A block of data:
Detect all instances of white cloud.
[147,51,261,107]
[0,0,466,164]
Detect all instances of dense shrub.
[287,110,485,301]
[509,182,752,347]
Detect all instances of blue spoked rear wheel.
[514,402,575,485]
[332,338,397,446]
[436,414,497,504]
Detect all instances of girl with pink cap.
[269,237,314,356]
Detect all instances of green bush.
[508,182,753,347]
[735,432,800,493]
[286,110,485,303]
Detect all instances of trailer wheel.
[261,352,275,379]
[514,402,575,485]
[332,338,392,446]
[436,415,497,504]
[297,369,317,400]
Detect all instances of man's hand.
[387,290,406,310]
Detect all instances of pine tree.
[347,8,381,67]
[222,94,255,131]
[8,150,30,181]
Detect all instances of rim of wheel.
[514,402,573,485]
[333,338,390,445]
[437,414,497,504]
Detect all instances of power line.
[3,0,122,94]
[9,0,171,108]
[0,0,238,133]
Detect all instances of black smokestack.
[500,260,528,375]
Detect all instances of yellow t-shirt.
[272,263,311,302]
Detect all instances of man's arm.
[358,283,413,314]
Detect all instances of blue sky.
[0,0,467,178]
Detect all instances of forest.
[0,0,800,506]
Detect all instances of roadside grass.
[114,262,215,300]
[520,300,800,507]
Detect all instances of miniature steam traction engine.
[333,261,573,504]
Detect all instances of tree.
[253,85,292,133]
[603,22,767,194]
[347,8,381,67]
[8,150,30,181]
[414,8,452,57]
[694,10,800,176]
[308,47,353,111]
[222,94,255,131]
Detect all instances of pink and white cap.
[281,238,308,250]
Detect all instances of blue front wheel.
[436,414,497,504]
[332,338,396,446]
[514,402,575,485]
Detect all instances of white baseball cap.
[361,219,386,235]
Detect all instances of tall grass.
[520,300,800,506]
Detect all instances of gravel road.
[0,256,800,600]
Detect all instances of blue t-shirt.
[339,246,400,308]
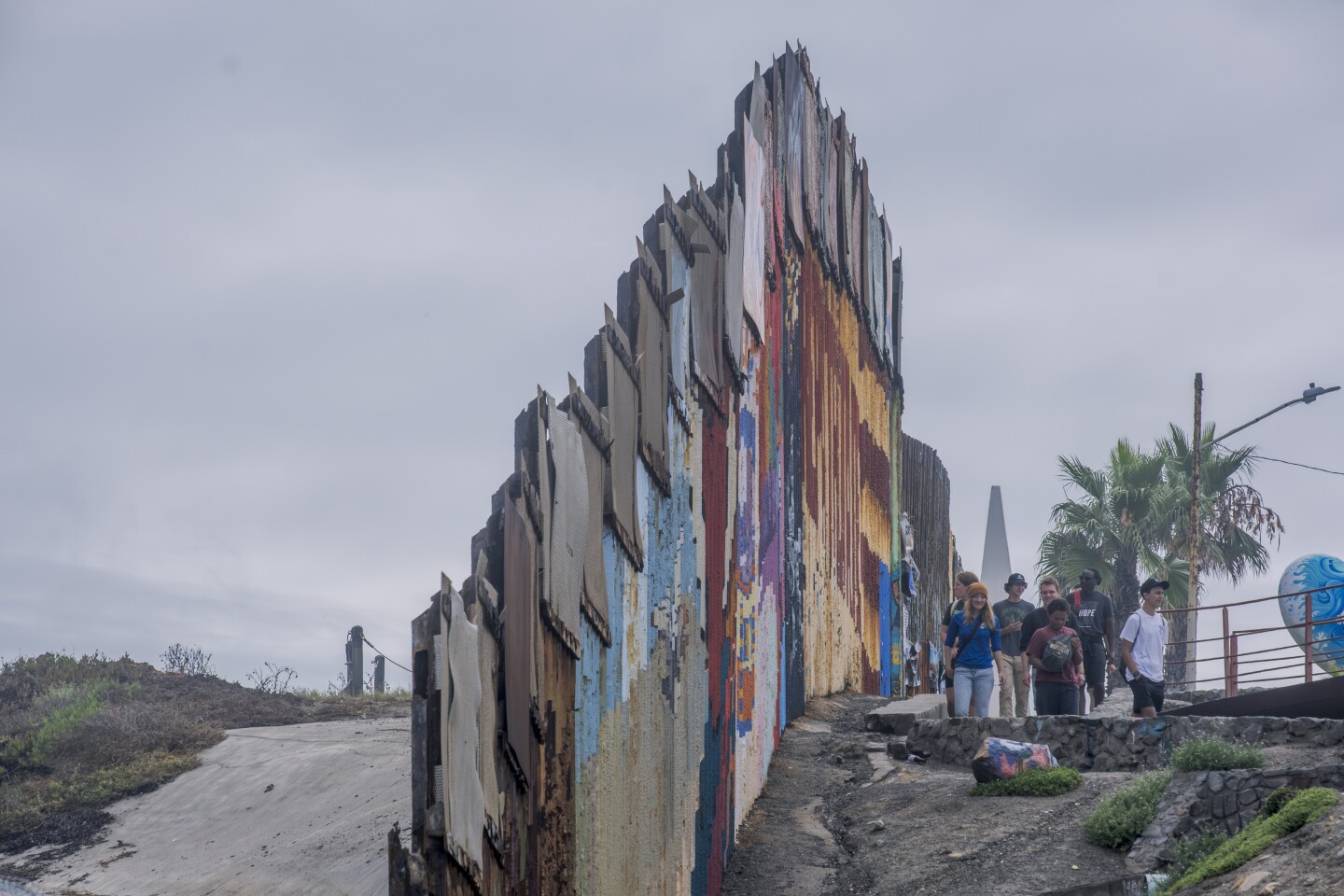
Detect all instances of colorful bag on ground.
[971,737,1059,783]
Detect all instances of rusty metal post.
[1302,591,1316,684]
[345,626,364,697]
[1223,608,1232,697]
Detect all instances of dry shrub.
[51,703,223,768]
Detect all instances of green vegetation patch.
[1158,828,1230,896]
[0,651,409,852]
[1084,771,1172,852]
[0,751,201,842]
[0,679,140,771]
[971,767,1084,796]
[1172,737,1265,771]
[1164,787,1338,893]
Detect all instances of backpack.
[1041,633,1074,672]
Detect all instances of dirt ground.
[723,694,1134,896]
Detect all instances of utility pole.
[345,626,364,697]
[1176,373,1204,682]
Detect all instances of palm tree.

Problem statement:
Lay out the entries as a numbered list, starting with the line containing "Detect all instances of roadside grass." and going on through the end of the entries. Skip blank lines and leave the pictures out.

Exercise response:
1. Detect all instances of roadside grass.
2. [114,262,215,300]
3. [520,300,800,507]
4. Detect all instances of miniature steam traction engine.
5. [333,261,573,504]
6. Detect all instances of tree.
7. [253,85,292,133]
8. [603,22,767,194]
9. [347,8,381,67]
10. [8,150,30,181]
11. [414,8,452,57]
12. [694,10,800,176]
13. [308,47,353,111]
14. [222,94,255,131]
15. Detect all instances of pink and white cap.
16. [281,238,308,250]
17. Detect all instances of blue front wheel.
18. [436,414,497,504]
19. [332,338,396,446]
20. [514,402,575,485]
21. Detect all instances of white baseball cap.
22. [361,219,386,235]
23. Detect all instances of tall grass.
24. [520,300,800,506]
25. Detect all instances of gravel road.
26. [0,256,800,600]
27. Detect all instances of blue t-shirt.
28. [339,246,400,308]
29. Detect all instances of colorful bag on ground.
30. [971,737,1059,783]
31. Detect all instances of rusty metal post.
32. [1302,591,1316,684]
33. [345,626,364,697]
34. [1223,608,1232,697]
35. Detect all instances of dry shrub.
36. [51,703,223,768]
37. Detect all instances of green vegetation patch.
38. [1158,828,1230,896]
39. [0,651,409,852]
40. [1084,771,1172,852]
41. [0,751,201,842]
42. [0,679,140,771]
43. [971,767,1084,796]
44. [1172,737,1265,771]
45. [1164,787,1338,893]
46. Detect all instances of backpack.
47. [1041,633,1074,672]
48. Detect all instances of dirt ground.
49. [723,694,1134,896]
50. Detect all instances of utility pole.
51. [345,626,364,697]
52. [1176,373,1204,682]
53. Detect all instances of palm tree.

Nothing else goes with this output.